* Aufgabe
Schreiben Sie den Textauszug über kostenloses Mittagessen für Kinder im Lockdown vollständig und ohne jede Änderung ab.

* Textauszug
Eigentlich Lieferangebote geplant

Dabei sollte es Fälle gar nicht geben. Schon im letzten Jahr verabschiedete die Bundesregierung das Sozialschutzpaket 2. Das sieht vor, dass Schulen, Kitas und Tagesbetreuungseinrichtungen für Kinder aus armen Familien kostenloses Mittagessen auch im Lockdown zum Mitnehmen oder Ausliefern bereitstellen können. Caterern werden sogar die anfallenden Mehrkosten bezahlt, wenn sie weniger Portionen als sonst kochen oder das Essen ausliefern.

An einigen Orten, wie beispielsweise Leipzig, Potsdam, Oldenburg oder der Stadt Offenbach am Main, haben die Kommunen Abhol- oder Lieferangebote erarbeitet. Mal gibt es Kochboxen, anderenorts Lunchpakete zum Abholen. „Die Leistungen für das Essen werden den Caterern ganz normal weiter aus dem Budget des BuT bezahlt“, sagt Susanne Pfau, die Geschäftsführerin des kommunalen Jobcenters MainArbeit in Offenbach.

[Daten zur Punktlokalisierung]
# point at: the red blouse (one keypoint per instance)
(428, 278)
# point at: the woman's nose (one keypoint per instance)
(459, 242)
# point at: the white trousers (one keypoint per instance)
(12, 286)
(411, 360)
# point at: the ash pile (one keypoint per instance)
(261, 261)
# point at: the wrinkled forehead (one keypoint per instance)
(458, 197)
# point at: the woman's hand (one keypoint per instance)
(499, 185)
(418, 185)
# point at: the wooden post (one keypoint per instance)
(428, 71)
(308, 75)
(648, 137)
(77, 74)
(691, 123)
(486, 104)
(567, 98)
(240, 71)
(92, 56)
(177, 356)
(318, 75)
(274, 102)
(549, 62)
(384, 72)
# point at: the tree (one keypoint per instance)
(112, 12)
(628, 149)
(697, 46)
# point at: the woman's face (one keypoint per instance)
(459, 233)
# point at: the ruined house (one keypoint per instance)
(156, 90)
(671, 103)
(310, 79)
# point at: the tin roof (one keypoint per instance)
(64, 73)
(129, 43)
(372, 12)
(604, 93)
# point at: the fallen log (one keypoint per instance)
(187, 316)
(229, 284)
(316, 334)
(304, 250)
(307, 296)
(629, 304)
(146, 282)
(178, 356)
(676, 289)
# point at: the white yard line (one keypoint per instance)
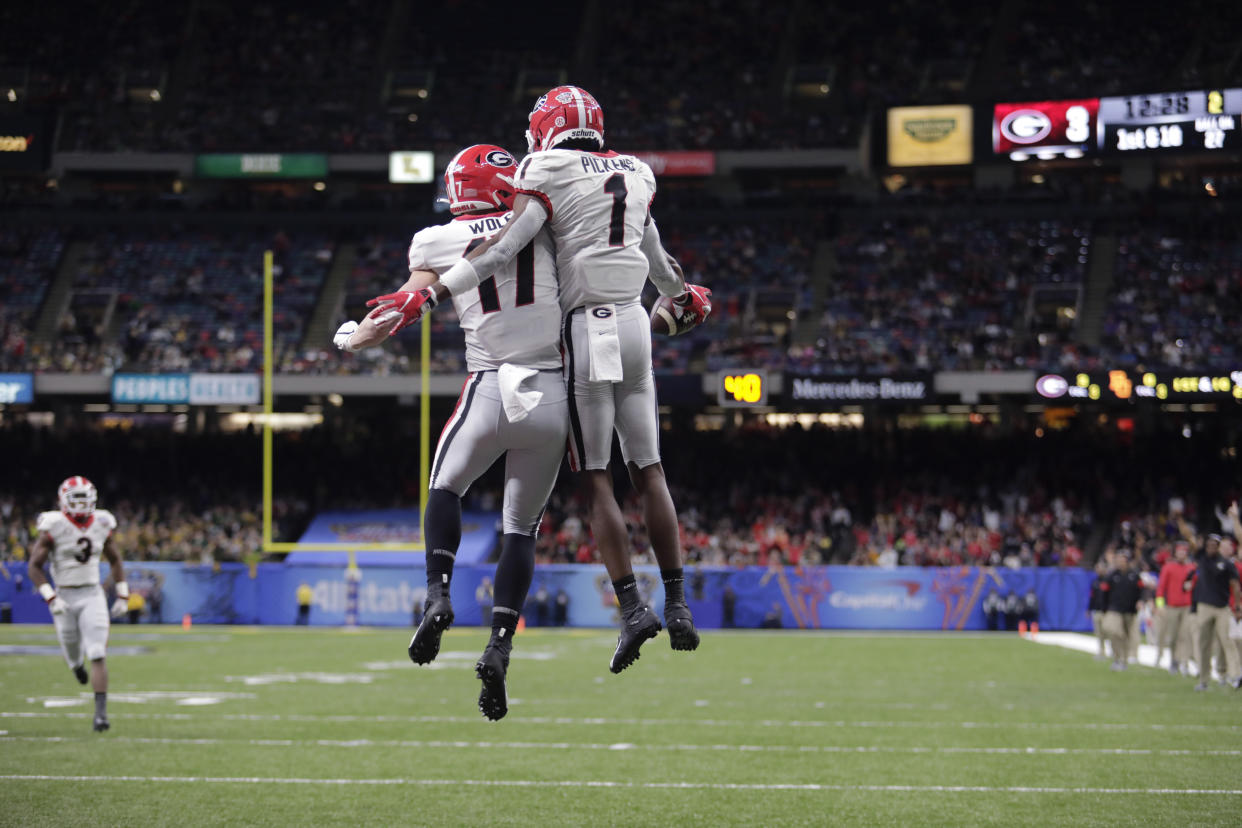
(1086, 643)
(642, 723)
(605, 783)
(625, 746)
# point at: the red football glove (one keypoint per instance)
(407, 304)
(693, 307)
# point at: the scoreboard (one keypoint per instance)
(1206, 119)
(1200, 121)
(1045, 129)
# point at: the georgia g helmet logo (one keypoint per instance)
(77, 497)
(478, 179)
(499, 158)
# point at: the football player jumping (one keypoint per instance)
(75, 538)
(513, 402)
(596, 205)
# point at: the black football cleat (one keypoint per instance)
(681, 626)
(437, 616)
(491, 669)
(636, 627)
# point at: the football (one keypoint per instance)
(665, 319)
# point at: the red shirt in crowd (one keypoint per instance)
(1169, 587)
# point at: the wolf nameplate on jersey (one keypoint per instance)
(77, 546)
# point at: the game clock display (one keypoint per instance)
(1200, 121)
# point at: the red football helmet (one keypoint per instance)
(480, 178)
(565, 113)
(77, 497)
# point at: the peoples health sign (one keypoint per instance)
(16, 389)
(193, 389)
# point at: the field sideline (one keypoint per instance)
(273, 726)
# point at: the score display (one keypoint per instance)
(1045, 129)
(1200, 121)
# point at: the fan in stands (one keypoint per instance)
(672, 317)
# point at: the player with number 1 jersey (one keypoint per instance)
(596, 204)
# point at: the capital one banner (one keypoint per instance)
(16, 387)
(816, 597)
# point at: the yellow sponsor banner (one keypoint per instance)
(929, 135)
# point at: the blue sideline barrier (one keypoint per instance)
(827, 597)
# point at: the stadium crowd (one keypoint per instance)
(902, 294)
(205, 77)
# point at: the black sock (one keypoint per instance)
(442, 535)
(675, 585)
(627, 592)
(513, 572)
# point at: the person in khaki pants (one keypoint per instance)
(1122, 621)
(1216, 581)
(1173, 602)
(1097, 605)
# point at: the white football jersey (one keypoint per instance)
(598, 205)
(513, 315)
(77, 549)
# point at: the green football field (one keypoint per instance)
(286, 726)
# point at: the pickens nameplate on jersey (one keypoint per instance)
(598, 206)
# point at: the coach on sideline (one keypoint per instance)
(1173, 603)
(1122, 621)
(1216, 580)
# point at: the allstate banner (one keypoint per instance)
(819, 597)
(16, 389)
(389, 526)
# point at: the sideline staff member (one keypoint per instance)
(1122, 621)
(1216, 580)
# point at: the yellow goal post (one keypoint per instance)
(268, 410)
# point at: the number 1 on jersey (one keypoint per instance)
(615, 186)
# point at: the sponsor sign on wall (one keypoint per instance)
(858, 389)
(929, 135)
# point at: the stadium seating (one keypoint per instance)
(27, 260)
(1178, 291)
(943, 294)
(184, 301)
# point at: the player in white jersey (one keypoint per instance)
(73, 539)
(596, 205)
(513, 402)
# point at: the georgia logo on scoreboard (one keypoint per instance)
(1026, 126)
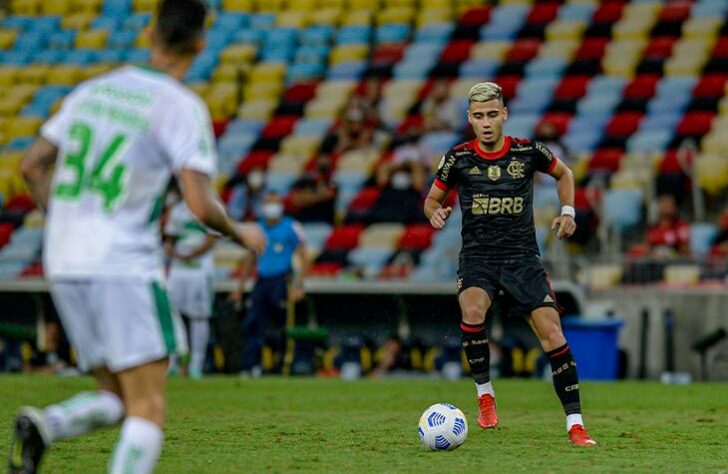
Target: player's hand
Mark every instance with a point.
(440, 216)
(566, 225)
(251, 236)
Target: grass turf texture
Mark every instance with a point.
(283, 425)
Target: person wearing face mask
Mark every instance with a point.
(276, 282)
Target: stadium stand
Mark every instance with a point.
(625, 84)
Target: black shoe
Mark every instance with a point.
(28, 444)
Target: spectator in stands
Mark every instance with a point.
(313, 197)
(438, 110)
(410, 158)
(670, 235)
(270, 297)
(720, 243)
(247, 194)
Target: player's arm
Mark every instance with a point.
(36, 169)
(565, 187)
(205, 205)
(433, 207)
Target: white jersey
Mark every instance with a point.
(120, 137)
(189, 235)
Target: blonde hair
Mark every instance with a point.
(484, 92)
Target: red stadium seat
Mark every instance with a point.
(624, 123)
(279, 126)
(608, 12)
(523, 50)
(676, 11)
(457, 51)
(660, 47)
(6, 230)
(711, 85)
(476, 16)
(721, 48)
(417, 237)
(255, 158)
(592, 48)
(344, 238)
(301, 92)
(542, 13)
(365, 200)
(560, 120)
(572, 87)
(642, 86)
(606, 160)
(695, 123)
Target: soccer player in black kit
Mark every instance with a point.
(494, 176)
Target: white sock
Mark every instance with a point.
(484, 388)
(82, 413)
(572, 420)
(199, 336)
(138, 448)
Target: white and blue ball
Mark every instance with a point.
(443, 427)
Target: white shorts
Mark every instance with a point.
(118, 323)
(191, 292)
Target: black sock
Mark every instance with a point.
(477, 350)
(566, 380)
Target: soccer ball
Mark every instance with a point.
(443, 427)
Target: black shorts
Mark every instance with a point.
(524, 283)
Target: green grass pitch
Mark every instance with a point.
(228, 425)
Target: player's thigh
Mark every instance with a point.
(546, 323)
(72, 302)
(143, 389)
(137, 323)
(527, 286)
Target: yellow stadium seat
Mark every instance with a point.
(305, 5)
(34, 74)
(357, 18)
(8, 76)
(237, 5)
(682, 274)
(395, 15)
(332, 3)
(56, 7)
(238, 54)
(96, 70)
(326, 16)
(25, 7)
(633, 28)
(348, 52)
(77, 21)
(92, 39)
(712, 173)
(270, 6)
(300, 145)
(564, 49)
(490, 50)
(144, 6)
(701, 27)
(7, 38)
(381, 235)
(24, 127)
(257, 109)
(269, 90)
(268, 72)
(89, 6)
(65, 75)
(292, 19)
(429, 16)
(565, 30)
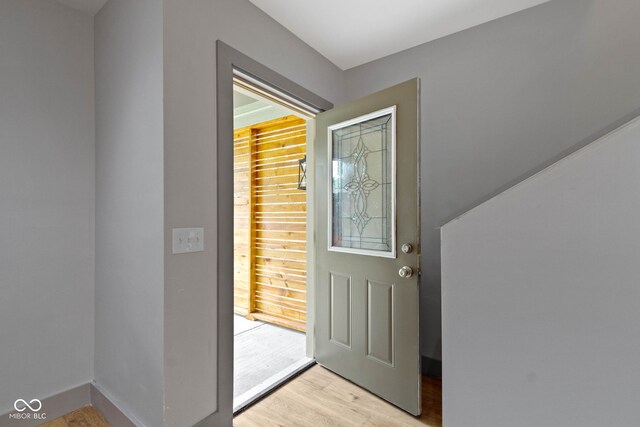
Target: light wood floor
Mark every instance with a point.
(83, 417)
(319, 397)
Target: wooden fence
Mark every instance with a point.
(270, 222)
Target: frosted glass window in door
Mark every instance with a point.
(362, 211)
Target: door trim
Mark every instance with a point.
(228, 60)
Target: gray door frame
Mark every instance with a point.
(228, 61)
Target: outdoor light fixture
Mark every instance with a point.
(302, 173)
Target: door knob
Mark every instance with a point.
(405, 272)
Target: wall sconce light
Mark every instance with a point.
(302, 173)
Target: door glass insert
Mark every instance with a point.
(362, 200)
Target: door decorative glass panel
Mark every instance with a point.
(362, 185)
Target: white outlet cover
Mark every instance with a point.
(187, 240)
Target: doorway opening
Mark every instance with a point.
(270, 242)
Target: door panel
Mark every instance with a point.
(341, 309)
(366, 206)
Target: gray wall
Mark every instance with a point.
(129, 206)
(46, 199)
(540, 297)
(503, 98)
(191, 29)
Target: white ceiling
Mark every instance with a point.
(354, 32)
(88, 6)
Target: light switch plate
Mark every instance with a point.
(186, 240)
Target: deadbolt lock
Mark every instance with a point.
(407, 248)
(406, 272)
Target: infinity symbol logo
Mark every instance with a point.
(34, 402)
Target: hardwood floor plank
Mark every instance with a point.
(319, 397)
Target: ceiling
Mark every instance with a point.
(353, 32)
(88, 6)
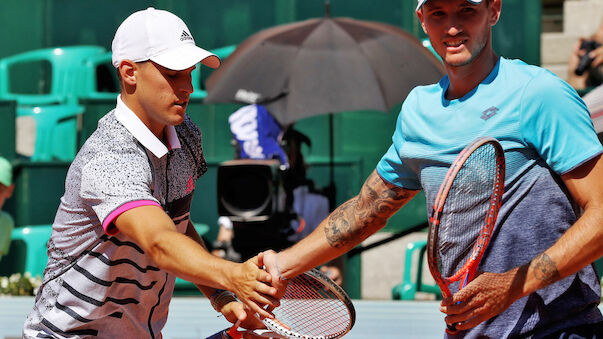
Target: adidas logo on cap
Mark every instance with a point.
(185, 36)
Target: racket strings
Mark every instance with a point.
(310, 308)
(469, 202)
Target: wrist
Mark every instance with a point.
(220, 298)
(278, 269)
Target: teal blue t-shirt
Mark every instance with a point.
(546, 131)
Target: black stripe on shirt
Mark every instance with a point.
(91, 332)
(72, 313)
(95, 302)
(118, 242)
(120, 280)
(154, 306)
(106, 260)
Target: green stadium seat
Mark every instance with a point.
(66, 74)
(55, 130)
(100, 77)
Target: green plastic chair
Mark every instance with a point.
(66, 79)
(408, 288)
(56, 130)
(28, 250)
(95, 67)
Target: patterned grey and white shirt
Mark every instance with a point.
(98, 282)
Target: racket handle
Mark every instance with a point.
(233, 332)
(451, 329)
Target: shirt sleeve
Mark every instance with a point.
(556, 122)
(115, 183)
(391, 167)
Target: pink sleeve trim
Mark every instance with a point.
(108, 225)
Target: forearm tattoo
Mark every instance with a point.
(366, 213)
(545, 269)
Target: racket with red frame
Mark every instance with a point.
(313, 307)
(464, 214)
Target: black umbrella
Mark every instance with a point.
(325, 65)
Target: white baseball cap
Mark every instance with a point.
(421, 2)
(161, 37)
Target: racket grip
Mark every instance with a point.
(451, 329)
(233, 333)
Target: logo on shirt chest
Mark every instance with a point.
(489, 113)
(190, 186)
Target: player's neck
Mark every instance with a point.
(464, 79)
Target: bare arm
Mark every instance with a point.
(346, 227)
(153, 230)
(492, 293)
(232, 311)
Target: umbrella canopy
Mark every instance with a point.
(325, 65)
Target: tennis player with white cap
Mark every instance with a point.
(122, 233)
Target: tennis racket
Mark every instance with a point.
(464, 214)
(313, 307)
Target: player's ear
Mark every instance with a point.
(494, 8)
(127, 70)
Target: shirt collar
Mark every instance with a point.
(142, 133)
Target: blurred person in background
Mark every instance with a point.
(6, 190)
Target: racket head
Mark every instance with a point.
(313, 307)
(465, 211)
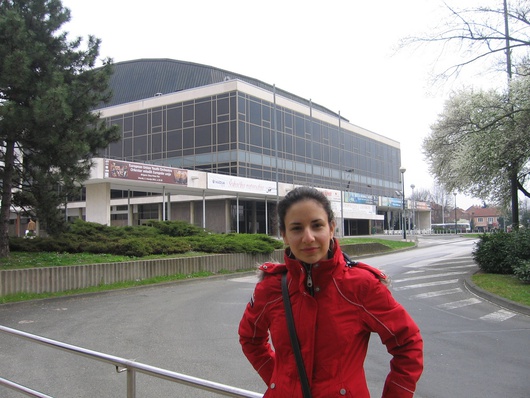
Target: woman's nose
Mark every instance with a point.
(308, 236)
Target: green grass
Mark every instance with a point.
(12, 298)
(393, 244)
(506, 286)
(18, 260)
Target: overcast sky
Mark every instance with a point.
(340, 54)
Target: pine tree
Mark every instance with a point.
(49, 87)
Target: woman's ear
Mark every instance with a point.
(332, 226)
(284, 238)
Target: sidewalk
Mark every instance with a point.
(509, 305)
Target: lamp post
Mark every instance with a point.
(412, 186)
(402, 171)
(454, 193)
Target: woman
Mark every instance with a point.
(336, 306)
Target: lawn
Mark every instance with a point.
(506, 286)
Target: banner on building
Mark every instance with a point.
(240, 184)
(145, 172)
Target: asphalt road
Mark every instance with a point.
(473, 348)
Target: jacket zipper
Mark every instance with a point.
(309, 280)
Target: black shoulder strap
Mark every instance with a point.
(349, 262)
(306, 390)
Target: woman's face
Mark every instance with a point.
(307, 231)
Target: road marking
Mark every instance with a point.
(459, 304)
(498, 316)
(245, 279)
(430, 276)
(437, 293)
(429, 284)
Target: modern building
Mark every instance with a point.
(218, 149)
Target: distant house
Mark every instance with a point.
(483, 219)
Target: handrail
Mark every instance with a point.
(131, 367)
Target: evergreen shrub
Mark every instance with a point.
(154, 238)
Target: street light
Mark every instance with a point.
(412, 186)
(454, 193)
(402, 171)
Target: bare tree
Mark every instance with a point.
(492, 36)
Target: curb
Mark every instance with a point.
(505, 303)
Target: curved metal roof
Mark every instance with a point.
(145, 78)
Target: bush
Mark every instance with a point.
(492, 252)
(176, 228)
(522, 271)
(156, 237)
(500, 252)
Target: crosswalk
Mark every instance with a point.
(439, 283)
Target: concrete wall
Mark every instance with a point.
(58, 279)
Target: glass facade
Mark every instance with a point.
(238, 134)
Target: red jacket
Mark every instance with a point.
(333, 327)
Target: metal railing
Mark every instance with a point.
(123, 365)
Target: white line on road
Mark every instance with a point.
(459, 304)
(429, 284)
(245, 279)
(430, 276)
(498, 316)
(437, 293)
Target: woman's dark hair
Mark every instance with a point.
(299, 194)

* Schriftliche Antwort
Eigentlich Lieferangebote geplant

Dabei sollte es Fälle gar nicht geben. Schon im letzten Jahr verabschiedete die Bundesregierung das Sozialschutzpaket 2. Das sieht vor, dass Schulen, Kitas und Tagesbetreuungseinrichtungen für Kinder aus armen Familien kostenloses Mittagessen auch im Lockdown zum Mitnehmen oder Ausliefern bereitstellen können. Caterern werden sogar die anfallenden Mehrkosten bezahlt, wenn sie weniger Portionen als sonst kochen oder das Essen ausliefern.

An einigen Orten, wie beispielsweise Leipzig, Potsdam, Oldenburg oder der Stadt Offenbach am Main, haben die Kommunen Abhol- oder Lieferangebote erarbeitet. Mal gibt es Kochboxen, anderenorts Lunchpakete zum Abholen. „Die Leistungen für das Essen werden den Caterern ganz normal weiter aus dem Budget des BuT bezahlt“, sagt Susanne Pfau, die Geschäftsführerin des kommunalen Jobcenters MainArbeit in Offenbach.